_Work to complete_.
Set down exactly the entries below, beginning at their first line and ending at the line with "149L1396 166L1400 125L1142".

_Collected data_.
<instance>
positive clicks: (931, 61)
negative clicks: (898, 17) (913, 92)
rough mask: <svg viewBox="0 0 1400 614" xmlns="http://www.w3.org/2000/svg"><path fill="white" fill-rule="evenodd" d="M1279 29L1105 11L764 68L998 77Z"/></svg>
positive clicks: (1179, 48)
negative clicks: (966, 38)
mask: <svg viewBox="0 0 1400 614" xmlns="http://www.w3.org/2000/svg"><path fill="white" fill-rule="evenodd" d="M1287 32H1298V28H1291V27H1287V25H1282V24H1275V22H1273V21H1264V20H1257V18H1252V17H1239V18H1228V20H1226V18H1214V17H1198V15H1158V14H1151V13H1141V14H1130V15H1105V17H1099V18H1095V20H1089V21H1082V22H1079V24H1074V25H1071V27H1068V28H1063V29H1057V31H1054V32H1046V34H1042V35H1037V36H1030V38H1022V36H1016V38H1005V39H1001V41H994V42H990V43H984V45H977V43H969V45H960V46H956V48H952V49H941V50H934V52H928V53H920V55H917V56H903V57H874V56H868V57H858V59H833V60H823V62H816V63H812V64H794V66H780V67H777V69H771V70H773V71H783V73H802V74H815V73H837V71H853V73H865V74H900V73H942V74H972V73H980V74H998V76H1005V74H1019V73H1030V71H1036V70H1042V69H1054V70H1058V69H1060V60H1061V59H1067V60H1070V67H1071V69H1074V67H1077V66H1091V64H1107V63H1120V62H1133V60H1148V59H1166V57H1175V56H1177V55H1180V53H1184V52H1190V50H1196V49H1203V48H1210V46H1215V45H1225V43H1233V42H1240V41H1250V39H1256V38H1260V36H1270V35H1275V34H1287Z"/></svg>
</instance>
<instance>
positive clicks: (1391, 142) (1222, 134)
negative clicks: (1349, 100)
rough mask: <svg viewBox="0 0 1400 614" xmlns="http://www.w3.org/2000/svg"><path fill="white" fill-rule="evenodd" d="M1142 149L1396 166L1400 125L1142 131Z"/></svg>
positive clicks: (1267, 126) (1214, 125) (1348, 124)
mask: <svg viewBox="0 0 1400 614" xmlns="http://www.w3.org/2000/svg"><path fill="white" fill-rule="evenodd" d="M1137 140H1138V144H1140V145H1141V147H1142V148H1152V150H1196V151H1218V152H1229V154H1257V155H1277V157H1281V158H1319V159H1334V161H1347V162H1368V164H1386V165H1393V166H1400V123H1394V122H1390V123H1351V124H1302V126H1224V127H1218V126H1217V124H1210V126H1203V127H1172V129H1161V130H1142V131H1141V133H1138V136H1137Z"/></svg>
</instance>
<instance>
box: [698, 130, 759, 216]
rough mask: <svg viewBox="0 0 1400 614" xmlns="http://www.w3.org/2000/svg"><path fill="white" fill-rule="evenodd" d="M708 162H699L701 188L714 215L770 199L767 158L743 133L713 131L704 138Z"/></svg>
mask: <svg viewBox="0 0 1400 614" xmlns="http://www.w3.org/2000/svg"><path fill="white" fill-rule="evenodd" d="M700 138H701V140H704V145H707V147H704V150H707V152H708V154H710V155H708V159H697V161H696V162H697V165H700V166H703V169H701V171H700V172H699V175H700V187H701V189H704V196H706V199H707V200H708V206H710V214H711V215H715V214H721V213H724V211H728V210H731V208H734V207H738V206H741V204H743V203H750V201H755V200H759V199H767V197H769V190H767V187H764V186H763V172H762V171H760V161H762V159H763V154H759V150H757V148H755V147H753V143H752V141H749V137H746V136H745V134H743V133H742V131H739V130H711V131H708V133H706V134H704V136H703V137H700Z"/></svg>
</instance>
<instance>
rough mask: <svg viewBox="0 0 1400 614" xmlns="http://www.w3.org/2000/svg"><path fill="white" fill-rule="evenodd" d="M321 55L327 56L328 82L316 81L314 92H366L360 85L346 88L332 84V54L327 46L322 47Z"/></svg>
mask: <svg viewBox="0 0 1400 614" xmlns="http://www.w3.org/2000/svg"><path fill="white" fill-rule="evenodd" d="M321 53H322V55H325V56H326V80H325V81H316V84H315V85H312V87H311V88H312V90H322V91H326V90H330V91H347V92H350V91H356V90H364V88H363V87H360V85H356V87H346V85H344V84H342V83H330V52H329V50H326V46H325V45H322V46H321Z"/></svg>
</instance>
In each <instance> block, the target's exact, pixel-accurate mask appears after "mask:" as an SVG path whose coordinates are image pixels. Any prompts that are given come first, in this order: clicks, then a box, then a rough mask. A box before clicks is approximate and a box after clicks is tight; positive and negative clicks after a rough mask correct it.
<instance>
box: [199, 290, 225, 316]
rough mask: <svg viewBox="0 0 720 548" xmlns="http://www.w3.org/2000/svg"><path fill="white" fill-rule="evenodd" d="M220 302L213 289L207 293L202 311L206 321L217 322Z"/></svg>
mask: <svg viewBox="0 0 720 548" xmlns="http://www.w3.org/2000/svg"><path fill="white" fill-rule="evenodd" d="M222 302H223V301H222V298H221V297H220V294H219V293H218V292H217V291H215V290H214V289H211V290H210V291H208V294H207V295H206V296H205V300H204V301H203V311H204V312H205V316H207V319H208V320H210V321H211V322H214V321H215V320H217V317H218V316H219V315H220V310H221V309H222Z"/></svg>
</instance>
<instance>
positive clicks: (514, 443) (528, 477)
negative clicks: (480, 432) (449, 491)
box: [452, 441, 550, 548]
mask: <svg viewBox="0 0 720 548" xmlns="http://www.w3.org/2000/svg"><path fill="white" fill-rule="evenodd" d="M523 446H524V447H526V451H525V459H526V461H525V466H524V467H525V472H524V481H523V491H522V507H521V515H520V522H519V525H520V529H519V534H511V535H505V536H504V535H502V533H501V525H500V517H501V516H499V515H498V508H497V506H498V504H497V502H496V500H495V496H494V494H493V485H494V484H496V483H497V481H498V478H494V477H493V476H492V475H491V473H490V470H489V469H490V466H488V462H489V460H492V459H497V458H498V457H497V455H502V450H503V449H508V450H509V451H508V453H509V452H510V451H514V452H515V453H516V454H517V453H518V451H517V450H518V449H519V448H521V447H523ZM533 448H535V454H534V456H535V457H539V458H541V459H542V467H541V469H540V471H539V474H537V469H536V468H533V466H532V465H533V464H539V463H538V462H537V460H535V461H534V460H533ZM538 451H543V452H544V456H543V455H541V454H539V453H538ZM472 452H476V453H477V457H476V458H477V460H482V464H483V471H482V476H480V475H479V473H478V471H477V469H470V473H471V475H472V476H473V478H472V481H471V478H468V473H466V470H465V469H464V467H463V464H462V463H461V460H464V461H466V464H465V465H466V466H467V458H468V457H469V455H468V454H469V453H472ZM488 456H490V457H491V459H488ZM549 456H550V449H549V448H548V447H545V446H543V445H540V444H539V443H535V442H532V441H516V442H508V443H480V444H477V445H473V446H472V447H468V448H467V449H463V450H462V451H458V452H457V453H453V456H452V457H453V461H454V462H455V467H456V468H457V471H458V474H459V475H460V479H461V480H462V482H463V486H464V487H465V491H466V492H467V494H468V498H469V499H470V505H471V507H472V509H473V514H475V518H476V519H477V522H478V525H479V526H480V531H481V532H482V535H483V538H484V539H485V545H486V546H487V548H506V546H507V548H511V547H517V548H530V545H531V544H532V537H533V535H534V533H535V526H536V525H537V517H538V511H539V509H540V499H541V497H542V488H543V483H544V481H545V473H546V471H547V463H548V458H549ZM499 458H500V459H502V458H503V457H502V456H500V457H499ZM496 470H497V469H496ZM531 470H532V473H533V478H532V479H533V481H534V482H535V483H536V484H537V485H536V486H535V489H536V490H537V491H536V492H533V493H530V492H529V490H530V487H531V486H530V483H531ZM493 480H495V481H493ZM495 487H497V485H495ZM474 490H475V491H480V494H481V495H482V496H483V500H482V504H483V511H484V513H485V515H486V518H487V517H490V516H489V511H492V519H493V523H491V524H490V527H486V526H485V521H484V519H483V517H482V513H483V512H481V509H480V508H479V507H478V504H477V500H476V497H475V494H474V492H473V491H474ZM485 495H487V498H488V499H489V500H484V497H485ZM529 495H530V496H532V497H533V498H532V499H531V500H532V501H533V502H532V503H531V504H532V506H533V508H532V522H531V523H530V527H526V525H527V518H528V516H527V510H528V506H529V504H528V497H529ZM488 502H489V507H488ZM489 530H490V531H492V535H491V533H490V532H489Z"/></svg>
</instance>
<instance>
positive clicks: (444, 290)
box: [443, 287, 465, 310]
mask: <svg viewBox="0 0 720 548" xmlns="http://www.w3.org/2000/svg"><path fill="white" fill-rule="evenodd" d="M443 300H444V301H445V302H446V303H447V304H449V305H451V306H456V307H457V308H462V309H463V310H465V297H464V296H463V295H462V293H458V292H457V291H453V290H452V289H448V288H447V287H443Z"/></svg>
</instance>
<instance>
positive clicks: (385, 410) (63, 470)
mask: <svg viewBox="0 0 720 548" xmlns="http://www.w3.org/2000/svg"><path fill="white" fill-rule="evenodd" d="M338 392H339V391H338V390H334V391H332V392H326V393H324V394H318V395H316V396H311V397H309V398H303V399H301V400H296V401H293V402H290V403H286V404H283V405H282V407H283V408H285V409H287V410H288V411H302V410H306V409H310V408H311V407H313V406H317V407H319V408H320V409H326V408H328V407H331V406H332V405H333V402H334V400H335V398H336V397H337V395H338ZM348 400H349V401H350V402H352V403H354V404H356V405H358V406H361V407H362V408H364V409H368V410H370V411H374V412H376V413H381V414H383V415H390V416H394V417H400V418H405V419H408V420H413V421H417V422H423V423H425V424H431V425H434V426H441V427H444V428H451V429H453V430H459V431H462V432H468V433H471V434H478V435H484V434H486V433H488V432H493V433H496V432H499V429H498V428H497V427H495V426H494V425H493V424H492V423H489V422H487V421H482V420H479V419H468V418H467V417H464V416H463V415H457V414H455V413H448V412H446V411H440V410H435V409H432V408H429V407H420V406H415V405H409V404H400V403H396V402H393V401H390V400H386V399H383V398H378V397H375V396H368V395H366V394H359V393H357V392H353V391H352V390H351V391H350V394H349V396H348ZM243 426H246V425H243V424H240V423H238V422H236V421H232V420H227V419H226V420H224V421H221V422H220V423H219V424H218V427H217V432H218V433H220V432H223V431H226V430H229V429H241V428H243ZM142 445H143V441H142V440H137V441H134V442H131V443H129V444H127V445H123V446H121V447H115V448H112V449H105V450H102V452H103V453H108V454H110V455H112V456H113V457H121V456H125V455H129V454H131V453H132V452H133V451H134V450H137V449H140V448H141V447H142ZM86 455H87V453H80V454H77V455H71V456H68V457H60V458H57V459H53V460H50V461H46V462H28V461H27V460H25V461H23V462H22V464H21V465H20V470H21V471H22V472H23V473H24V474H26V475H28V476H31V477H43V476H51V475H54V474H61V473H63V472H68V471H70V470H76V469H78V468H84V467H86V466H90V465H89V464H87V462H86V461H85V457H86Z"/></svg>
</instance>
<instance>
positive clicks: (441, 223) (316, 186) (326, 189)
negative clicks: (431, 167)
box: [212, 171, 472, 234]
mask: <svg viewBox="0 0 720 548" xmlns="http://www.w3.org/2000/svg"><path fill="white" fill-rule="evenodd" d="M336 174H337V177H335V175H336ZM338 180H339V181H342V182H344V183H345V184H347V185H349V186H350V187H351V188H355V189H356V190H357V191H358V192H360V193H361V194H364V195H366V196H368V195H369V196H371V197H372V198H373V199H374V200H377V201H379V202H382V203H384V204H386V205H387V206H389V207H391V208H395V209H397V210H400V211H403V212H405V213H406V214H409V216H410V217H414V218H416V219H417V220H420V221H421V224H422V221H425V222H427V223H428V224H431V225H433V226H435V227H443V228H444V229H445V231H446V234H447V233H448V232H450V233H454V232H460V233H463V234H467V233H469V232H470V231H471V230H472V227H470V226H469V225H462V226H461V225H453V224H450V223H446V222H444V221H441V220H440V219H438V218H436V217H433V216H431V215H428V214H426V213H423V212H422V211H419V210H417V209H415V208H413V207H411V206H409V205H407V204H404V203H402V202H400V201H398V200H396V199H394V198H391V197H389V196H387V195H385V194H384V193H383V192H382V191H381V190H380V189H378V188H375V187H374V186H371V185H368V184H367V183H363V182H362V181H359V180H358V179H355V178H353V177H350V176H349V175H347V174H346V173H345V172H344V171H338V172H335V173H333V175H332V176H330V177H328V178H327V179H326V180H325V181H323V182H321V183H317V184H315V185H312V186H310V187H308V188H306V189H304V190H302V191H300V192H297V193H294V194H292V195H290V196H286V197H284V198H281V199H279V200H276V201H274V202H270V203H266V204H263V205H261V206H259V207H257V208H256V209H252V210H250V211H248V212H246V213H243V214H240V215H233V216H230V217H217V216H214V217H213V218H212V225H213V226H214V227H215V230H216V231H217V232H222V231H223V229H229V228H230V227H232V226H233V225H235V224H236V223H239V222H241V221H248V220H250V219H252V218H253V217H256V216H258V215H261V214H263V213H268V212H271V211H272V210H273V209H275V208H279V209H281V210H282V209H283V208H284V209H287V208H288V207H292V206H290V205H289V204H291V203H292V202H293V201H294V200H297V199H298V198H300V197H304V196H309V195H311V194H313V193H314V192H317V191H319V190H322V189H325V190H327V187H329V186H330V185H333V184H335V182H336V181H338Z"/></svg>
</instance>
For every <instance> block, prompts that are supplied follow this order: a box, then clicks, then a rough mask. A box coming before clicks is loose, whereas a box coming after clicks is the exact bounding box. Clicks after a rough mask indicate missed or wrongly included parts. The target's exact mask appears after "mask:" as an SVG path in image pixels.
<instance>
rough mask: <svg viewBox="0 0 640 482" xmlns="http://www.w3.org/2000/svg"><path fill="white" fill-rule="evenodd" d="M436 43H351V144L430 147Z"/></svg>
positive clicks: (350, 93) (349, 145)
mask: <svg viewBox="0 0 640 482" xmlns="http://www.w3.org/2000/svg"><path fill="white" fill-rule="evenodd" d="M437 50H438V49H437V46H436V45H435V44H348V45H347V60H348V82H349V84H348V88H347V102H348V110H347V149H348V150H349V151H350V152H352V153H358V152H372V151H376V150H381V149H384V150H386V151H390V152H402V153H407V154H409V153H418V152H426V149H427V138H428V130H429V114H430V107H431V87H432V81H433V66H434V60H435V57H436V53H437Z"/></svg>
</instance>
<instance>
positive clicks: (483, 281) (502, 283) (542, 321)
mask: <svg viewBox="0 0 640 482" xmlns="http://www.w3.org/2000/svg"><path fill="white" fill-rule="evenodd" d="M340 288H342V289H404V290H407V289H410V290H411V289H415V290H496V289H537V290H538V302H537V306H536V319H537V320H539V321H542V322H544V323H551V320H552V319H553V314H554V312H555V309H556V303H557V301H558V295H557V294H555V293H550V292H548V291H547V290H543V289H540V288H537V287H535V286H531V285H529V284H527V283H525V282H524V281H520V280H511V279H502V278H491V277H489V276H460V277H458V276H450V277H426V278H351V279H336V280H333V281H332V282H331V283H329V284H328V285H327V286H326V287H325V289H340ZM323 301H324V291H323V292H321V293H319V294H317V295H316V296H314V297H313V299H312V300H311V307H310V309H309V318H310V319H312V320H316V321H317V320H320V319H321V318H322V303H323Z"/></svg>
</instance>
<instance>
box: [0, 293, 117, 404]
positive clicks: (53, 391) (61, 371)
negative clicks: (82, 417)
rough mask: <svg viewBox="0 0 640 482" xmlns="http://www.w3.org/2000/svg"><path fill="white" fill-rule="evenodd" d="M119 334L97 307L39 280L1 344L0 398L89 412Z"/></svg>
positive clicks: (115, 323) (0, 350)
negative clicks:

_Final answer_.
<instance>
positive clicks: (931, 61)
negative clicks: (898, 17) (913, 92)
rough mask: <svg viewBox="0 0 1400 614" xmlns="http://www.w3.org/2000/svg"><path fill="white" fill-rule="evenodd" d="M1279 29L1105 11L764 68L998 77Z"/></svg>
positive clicks: (1179, 48)
negative clicks: (966, 38)
mask: <svg viewBox="0 0 1400 614" xmlns="http://www.w3.org/2000/svg"><path fill="white" fill-rule="evenodd" d="M1287 32H1298V28H1291V27H1287V25H1282V24H1275V22H1273V21H1264V20H1257V18H1252V17H1239V18H1228V20H1226V18H1214V17H1198V15H1158V14H1151V13H1141V14H1130V15H1105V17H1099V18H1095V20H1089V21H1082V22H1079V24H1074V25H1071V27H1068V28H1063V29H1057V31H1054V32H1046V34H1042V35H1037V36H1030V38H1022V36H1016V38H1005V39H1001V41H994V42H990V43H984V45H977V43H969V45H960V46H956V48H952V49H941V50H934V52H928V53H920V55H917V56H903V57H874V56H868V57H858V59H833V60H823V62H816V63H812V64H794V66H780V67H777V69H771V70H773V71H783V73H802V74H815V73H837V71H853V73H865V74H900V73H942V74H972V73H980V74H998V76H1005V74H1019V73H1030V71H1036V70H1042V69H1054V70H1058V69H1060V60H1061V59H1067V60H1070V67H1071V69H1074V67H1077V66H1091V64H1107V63H1120V62H1133V60H1148V59H1166V57H1175V56H1177V55H1180V53H1184V52H1190V50H1196V49H1203V48H1210V46H1215V45H1225V43H1233V42H1240V41H1250V39H1256V38H1260V36H1270V35H1275V34H1287Z"/></svg>
</instance>
<instance>
positive clicks: (1391, 142) (1222, 134)
negative clicks: (1349, 100)
rough mask: <svg viewBox="0 0 1400 614" xmlns="http://www.w3.org/2000/svg"><path fill="white" fill-rule="evenodd" d="M1142 149L1396 166L1400 125L1142 131Z"/></svg>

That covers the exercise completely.